═════ Records provided

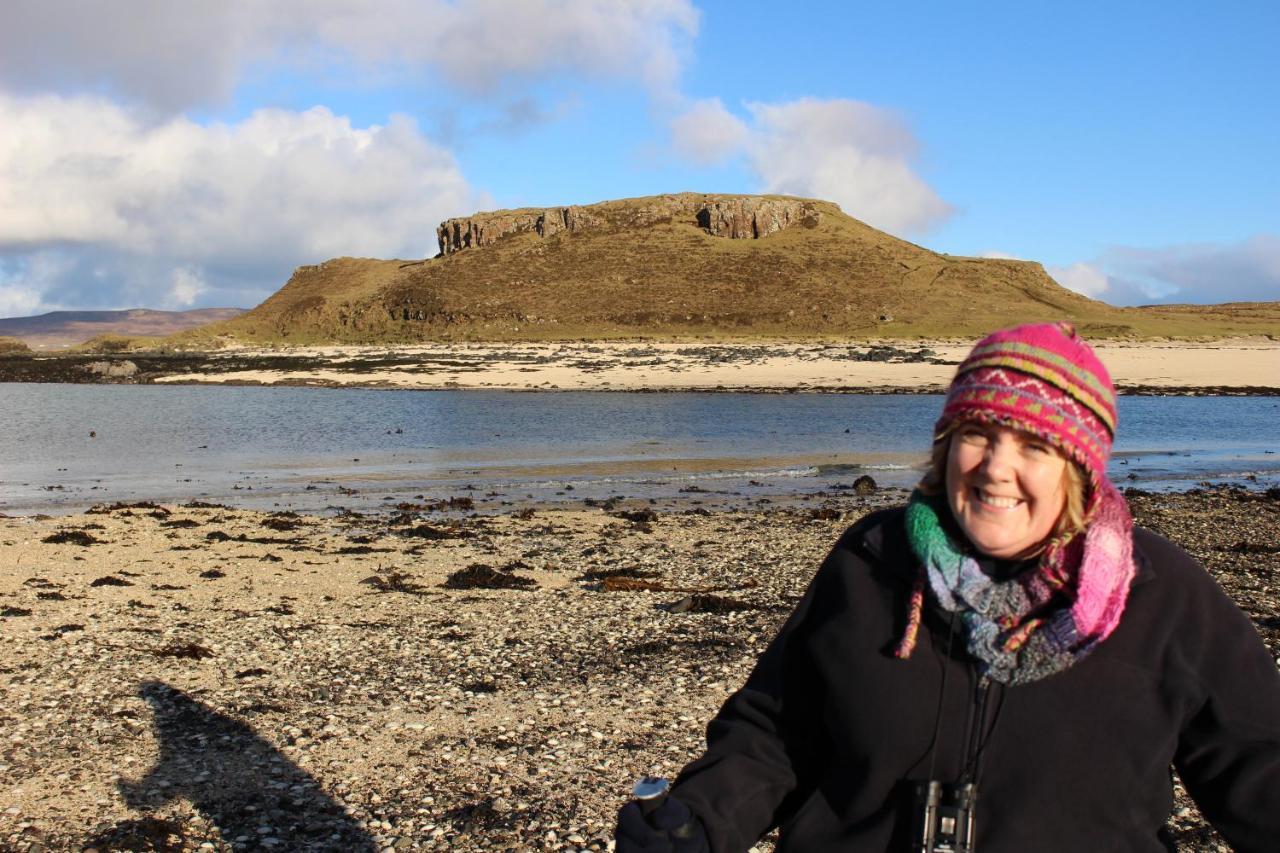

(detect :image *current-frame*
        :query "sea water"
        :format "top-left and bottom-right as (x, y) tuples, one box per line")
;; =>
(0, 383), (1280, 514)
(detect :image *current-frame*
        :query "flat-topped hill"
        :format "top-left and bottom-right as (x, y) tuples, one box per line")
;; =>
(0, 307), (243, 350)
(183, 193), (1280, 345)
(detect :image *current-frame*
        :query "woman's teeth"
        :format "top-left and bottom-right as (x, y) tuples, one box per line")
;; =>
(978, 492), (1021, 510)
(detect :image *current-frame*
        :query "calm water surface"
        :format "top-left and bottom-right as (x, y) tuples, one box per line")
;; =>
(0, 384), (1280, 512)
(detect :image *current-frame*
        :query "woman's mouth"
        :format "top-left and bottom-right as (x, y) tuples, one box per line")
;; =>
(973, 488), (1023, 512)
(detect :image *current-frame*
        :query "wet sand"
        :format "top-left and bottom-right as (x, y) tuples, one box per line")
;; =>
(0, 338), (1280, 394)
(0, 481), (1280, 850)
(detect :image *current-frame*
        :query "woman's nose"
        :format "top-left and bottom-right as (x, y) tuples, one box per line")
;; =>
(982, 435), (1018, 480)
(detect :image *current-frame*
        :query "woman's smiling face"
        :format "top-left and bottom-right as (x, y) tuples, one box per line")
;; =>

══════════

## What to do
Rewrite the rows as a JSON list of strings, one per line and skipping blank lines, starting with the first line of the rows and going through the line containing "(0, 383), (1280, 514)", with both ends included. Leave the pictures out of the list.

## Task output
[
  "(detect :image *current-frame*",
  "        :query \"sea water\"",
  "        :format \"top-left and bottom-right as (x, y) tuples, one box per line\")",
  ";; =>",
  "(0, 383), (1280, 514)"
]